## Source records
◆ ◆ ◆

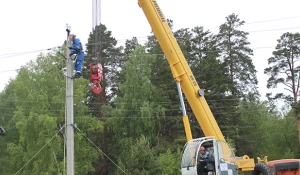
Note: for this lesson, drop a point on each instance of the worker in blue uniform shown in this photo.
(77, 49)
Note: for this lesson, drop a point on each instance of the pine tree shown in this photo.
(284, 70)
(236, 56)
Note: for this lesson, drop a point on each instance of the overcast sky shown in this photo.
(32, 25)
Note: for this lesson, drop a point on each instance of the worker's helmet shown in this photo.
(71, 36)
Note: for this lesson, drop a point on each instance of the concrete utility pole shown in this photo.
(96, 13)
(70, 112)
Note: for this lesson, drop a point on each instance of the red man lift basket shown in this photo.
(96, 77)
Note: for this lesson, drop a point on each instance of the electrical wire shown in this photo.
(8, 55)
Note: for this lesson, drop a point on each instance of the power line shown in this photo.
(21, 53)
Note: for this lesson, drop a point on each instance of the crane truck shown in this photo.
(224, 160)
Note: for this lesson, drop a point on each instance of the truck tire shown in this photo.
(261, 169)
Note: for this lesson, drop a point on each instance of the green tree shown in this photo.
(139, 160)
(283, 70)
(39, 114)
(102, 48)
(236, 56)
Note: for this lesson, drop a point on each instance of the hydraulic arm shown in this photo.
(180, 69)
(186, 80)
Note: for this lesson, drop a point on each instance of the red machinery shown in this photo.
(96, 77)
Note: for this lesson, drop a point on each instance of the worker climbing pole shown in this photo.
(2, 131)
(96, 77)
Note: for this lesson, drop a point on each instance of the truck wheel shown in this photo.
(261, 169)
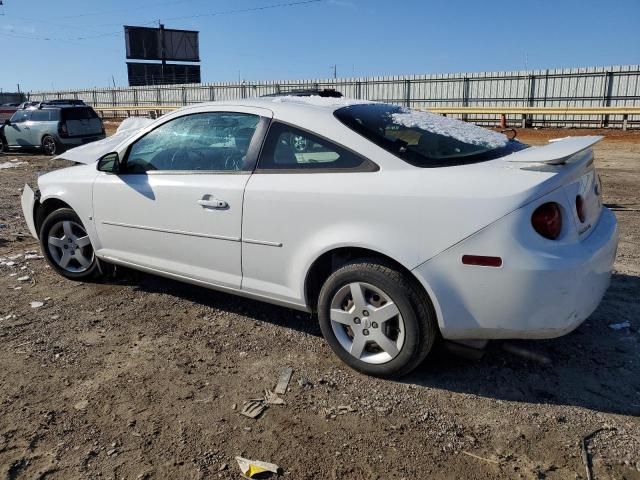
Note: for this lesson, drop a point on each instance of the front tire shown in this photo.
(67, 246)
(376, 319)
(49, 145)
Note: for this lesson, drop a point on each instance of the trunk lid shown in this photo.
(572, 160)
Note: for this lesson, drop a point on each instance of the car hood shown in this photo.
(92, 152)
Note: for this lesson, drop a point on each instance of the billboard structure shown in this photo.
(144, 43)
(152, 73)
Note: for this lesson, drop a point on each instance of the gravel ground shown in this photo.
(138, 377)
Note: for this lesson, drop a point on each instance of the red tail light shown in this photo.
(547, 220)
(63, 131)
(580, 208)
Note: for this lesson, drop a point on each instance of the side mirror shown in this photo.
(110, 163)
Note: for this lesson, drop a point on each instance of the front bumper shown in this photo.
(28, 201)
(535, 294)
(76, 141)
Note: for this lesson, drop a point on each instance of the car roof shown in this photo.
(289, 105)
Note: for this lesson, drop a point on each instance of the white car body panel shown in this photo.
(278, 224)
(557, 152)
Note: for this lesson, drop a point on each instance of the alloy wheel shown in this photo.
(49, 145)
(70, 247)
(367, 323)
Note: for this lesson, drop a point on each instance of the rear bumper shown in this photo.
(535, 294)
(28, 201)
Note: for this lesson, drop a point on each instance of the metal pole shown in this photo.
(164, 52)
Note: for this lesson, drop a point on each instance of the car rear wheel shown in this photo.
(376, 319)
(67, 246)
(49, 145)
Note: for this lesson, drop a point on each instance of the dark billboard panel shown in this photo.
(152, 74)
(145, 43)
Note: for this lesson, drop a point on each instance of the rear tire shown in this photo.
(67, 247)
(50, 146)
(388, 330)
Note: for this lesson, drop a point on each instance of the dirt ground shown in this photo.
(137, 377)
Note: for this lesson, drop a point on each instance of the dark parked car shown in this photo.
(52, 127)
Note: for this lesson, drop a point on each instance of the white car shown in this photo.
(398, 227)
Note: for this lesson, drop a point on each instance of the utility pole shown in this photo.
(163, 52)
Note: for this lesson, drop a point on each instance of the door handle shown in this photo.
(211, 202)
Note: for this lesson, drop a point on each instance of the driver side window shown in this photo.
(212, 141)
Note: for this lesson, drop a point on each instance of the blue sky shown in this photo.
(80, 43)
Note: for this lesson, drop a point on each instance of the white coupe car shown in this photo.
(398, 227)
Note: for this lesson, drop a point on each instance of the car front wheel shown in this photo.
(67, 246)
(49, 145)
(376, 319)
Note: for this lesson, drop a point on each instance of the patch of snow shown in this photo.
(11, 164)
(318, 101)
(450, 127)
(134, 123)
(620, 326)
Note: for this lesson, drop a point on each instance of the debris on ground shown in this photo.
(473, 455)
(81, 405)
(251, 468)
(620, 326)
(272, 399)
(11, 164)
(283, 381)
(253, 408)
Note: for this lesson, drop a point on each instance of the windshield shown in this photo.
(425, 139)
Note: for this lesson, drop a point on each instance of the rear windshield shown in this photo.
(425, 139)
(78, 113)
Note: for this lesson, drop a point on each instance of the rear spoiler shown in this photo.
(556, 152)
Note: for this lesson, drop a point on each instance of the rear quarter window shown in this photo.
(424, 139)
(51, 115)
(79, 113)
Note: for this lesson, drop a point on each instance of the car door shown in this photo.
(176, 205)
(306, 190)
(18, 133)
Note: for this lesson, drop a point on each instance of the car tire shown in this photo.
(67, 247)
(50, 145)
(367, 340)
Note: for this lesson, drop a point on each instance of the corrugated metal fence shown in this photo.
(565, 88)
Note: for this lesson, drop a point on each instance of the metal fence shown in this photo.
(565, 88)
(11, 97)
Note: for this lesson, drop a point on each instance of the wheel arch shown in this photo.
(329, 261)
(44, 208)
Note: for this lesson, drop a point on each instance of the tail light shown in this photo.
(63, 131)
(547, 220)
(580, 208)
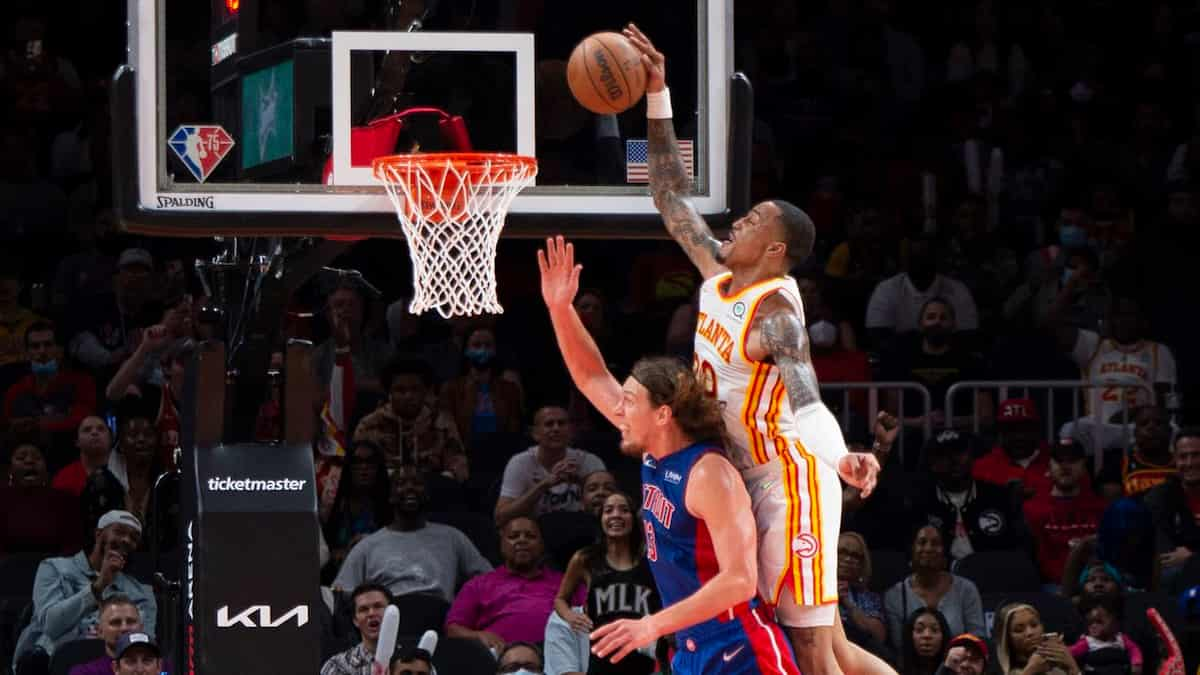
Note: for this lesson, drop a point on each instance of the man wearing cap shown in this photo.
(67, 592)
(967, 655)
(137, 655)
(109, 327)
(972, 515)
(1020, 455)
(1060, 519)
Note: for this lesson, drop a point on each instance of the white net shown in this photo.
(451, 208)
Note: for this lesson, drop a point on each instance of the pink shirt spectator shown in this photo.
(513, 607)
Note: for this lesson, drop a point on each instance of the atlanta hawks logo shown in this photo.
(805, 545)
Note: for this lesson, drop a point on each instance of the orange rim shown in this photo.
(469, 163)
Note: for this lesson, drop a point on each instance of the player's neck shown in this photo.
(669, 442)
(745, 276)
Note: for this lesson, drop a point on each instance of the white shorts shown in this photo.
(797, 507)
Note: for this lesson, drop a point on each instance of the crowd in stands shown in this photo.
(1002, 191)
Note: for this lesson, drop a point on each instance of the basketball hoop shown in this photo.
(451, 208)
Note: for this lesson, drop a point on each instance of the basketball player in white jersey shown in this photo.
(753, 351)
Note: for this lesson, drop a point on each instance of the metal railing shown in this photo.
(873, 404)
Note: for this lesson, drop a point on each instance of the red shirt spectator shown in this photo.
(51, 398)
(1023, 455)
(95, 443)
(1069, 512)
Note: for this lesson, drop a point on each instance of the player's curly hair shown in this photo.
(673, 384)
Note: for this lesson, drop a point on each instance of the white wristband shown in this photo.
(658, 105)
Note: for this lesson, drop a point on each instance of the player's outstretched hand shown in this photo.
(653, 59)
(622, 638)
(559, 274)
(861, 470)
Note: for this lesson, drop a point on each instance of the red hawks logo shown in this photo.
(201, 148)
(805, 545)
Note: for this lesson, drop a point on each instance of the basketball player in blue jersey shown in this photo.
(751, 353)
(700, 531)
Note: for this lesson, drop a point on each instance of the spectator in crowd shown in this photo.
(967, 656)
(898, 303)
(513, 602)
(931, 585)
(862, 609)
(1067, 514)
(971, 515)
(1023, 647)
(15, 320)
(597, 488)
(67, 592)
(1146, 465)
(547, 476)
(616, 577)
(51, 399)
(1104, 647)
(108, 328)
(118, 617)
(1021, 455)
(520, 658)
(927, 637)
(95, 442)
(481, 400)
(1121, 363)
(1077, 297)
(363, 502)
(346, 312)
(412, 555)
(937, 360)
(411, 422)
(1175, 505)
(137, 655)
(369, 601)
(135, 465)
(35, 517)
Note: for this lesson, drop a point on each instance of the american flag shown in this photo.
(636, 169)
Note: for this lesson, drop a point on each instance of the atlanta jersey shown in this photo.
(1122, 370)
(679, 548)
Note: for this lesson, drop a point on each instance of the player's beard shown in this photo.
(631, 449)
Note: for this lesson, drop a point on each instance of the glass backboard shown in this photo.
(259, 117)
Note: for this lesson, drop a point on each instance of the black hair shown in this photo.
(406, 365)
(798, 230)
(41, 327)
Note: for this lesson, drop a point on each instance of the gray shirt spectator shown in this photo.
(411, 555)
(67, 591)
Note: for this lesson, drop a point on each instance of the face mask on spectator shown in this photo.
(823, 334)
(1072, 236)
(481, 358)
(47, 369)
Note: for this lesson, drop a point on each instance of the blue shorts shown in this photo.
(749, 644)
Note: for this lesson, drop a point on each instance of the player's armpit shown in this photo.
(671, 189)
(779, 334)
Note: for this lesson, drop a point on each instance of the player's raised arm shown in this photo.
(717, 496)
(559, 284)
(670, 183)
(781, 335)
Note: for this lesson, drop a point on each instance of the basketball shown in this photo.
(605, 73)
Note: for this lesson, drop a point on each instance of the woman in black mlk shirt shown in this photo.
(618, 580)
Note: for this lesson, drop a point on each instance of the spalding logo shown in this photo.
(805, 545)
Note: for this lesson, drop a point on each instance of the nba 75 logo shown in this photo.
(201, 148)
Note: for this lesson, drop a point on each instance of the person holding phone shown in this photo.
(1024, 647)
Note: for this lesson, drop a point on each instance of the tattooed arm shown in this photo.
(671, 189)
(778, 334)
(670, 183)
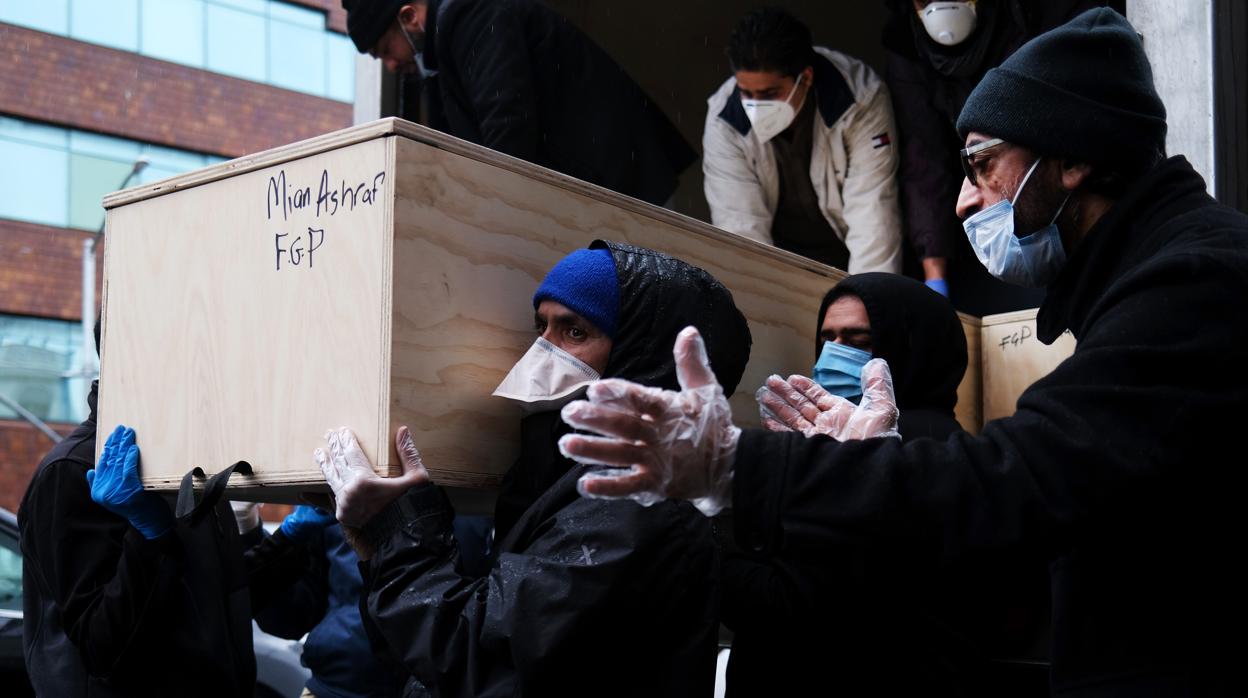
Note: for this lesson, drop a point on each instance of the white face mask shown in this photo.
(949, 24)
(1032, 261)
(770, 116)
(546, 378)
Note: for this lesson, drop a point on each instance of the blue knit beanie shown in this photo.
(1083, 90)
(585, 282)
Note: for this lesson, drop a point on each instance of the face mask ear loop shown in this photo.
(1027, 176)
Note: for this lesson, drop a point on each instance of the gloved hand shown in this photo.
(246, 515)
(303, 522)
(114, 482)
(803, 405)
(659, 443)
(937, 285)
(358, 491)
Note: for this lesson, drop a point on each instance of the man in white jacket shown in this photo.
(798, 149)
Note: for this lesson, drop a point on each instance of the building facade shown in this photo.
(99, 93)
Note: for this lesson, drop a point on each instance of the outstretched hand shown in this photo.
(658, 443)
(358, 491)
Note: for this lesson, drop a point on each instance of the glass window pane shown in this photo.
(34, 356)
(111, 23)
(33, 132)
(258, 6)
(296, 58)
(172, 159)
(174, 30)
(104, 146)
(292, 14)
(155, 174)
(90, 179)
(341, 70)
(236, 44)
(44, 15)
(35, 191)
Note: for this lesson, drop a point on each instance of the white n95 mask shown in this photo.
(949, 24)
(770, 116)
(546, 378)
(1033, 261)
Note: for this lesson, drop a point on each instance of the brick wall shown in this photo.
(41, 270)
(79, 85)
(21, 447)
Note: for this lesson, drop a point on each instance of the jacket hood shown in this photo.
(833, 96)
(659, 297)
(915, 330)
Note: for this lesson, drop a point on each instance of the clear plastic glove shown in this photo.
(658, 443)
(804, 406)
(114, 482)
(358, 491)
(303, 522)
(246, 515)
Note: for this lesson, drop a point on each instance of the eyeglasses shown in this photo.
(967, 155)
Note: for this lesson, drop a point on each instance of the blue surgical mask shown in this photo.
(1033, 261)
(839, 370)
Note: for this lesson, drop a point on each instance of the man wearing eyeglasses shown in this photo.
(936, 53)
(1120, 468)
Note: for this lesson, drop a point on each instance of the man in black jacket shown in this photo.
(104, 583)
(1115, 465)
(573, 581)
(514, 76)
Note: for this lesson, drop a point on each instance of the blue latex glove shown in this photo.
(115, 486)
(939, 285)
(303, 522)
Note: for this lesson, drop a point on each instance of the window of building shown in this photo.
(267, 41)
(109, 23)
(66, 172)
(36, 355)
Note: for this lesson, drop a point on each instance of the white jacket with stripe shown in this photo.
(853, 166)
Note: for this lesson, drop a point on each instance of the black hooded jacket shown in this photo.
(929, 85)
(917, 332)
(99, 596)
(587, 597)
(850, 624)
(1120, 466)
(516, 76)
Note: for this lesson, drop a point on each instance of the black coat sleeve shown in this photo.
(929, 172)
(107, 580)
(518, 623)
(290, 584)
(1131, 423)
(491, 59)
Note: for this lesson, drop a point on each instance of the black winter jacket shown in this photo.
(517, 78)
(587, 597)
(97, 593)
(846, 623)
(1120, 466)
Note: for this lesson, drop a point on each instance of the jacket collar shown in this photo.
(833, 98)
(1128, 234)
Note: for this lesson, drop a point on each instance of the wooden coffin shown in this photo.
(373, 277)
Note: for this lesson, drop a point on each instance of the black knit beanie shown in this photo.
(1082, 90)
(368, 19)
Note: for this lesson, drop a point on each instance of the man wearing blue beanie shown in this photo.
(1113, 468)
(573, 580)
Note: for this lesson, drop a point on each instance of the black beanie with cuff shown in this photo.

◆ ◆ ◆

## Your goal
Could you copy out the items word for word, from the line that contains "the eyeglasses shown in this photo." through the end of the items, both ends included?

## The response
Note: for this lesson, drop a point on each instance of the eyeglasses shown in this photo.
(967, 155)
Note: for this lesson, drop a point on each instance of the blue surgical mask shown in this photo.
(1033, 261)
(839, 370)
Note: for this lesson, drop a point on each instance of the man wearing eyeglasses shown in this photo.
(936, 53)
(1120, 468)
Note: for this lesson, drop a point on each instance of the man in black jacket shown in this photo.
(104, 583)
(1115, 465)
(573, 581)
(514, 76)
Note: for this lesson, drop a point on each instance of the blue latex glove shown in this photo.
(115, 486)
(939, 285)
(303, 522)
Note: for this lesson, drop a point on each instance of the window of building shown in this photo.
(267, 41)
(109, 23)
(66, 172)
(36, 355)
Note: for this lesson, drop a point on each instance of the white jacket with stripe shown in this photo.
(853, 166)
Note: for this lesson, drop a point on each instance of the black hooded jacket shown in this photo.
(929, 85)
(917, 332)
(99, 596)
(587, 597)
(850, 624)
(1120, 466)
(516, 76)
Note: for this lesson, drop a point on each instance of the black coat sleeve shown in this photo.
(929, 172)
(107, 580)
(518, 623)
(290, 584)
(1131, 423)
(491, 59)
Note: for this lesson, drop a point on each instance of the black winter jacket shown in this photo.
(517, 78)
(587, 597)
(97, 593)
(846, 623)
(1120, 466)
Note: for this lesson, drop a point on each instance of the jacket collar shown in this photo.
(833, 98)
(1128, 234)
Note: for this lesson, drop a point on each instance of the wooden coffin shown in this photo.
(373, 277)
Note: for this lesson, drop a point on each instance of the black knit beanie shown in this photo.
(1082, 90)
(368, 19)
Note: for this lesson, drop a point on each instance of the man wearing blue beanie shown in this photo.
(1113, 468)
(573, 580)
Note: for this lesson, drop a point on each instance of the black beanie with cuff shown in this photo.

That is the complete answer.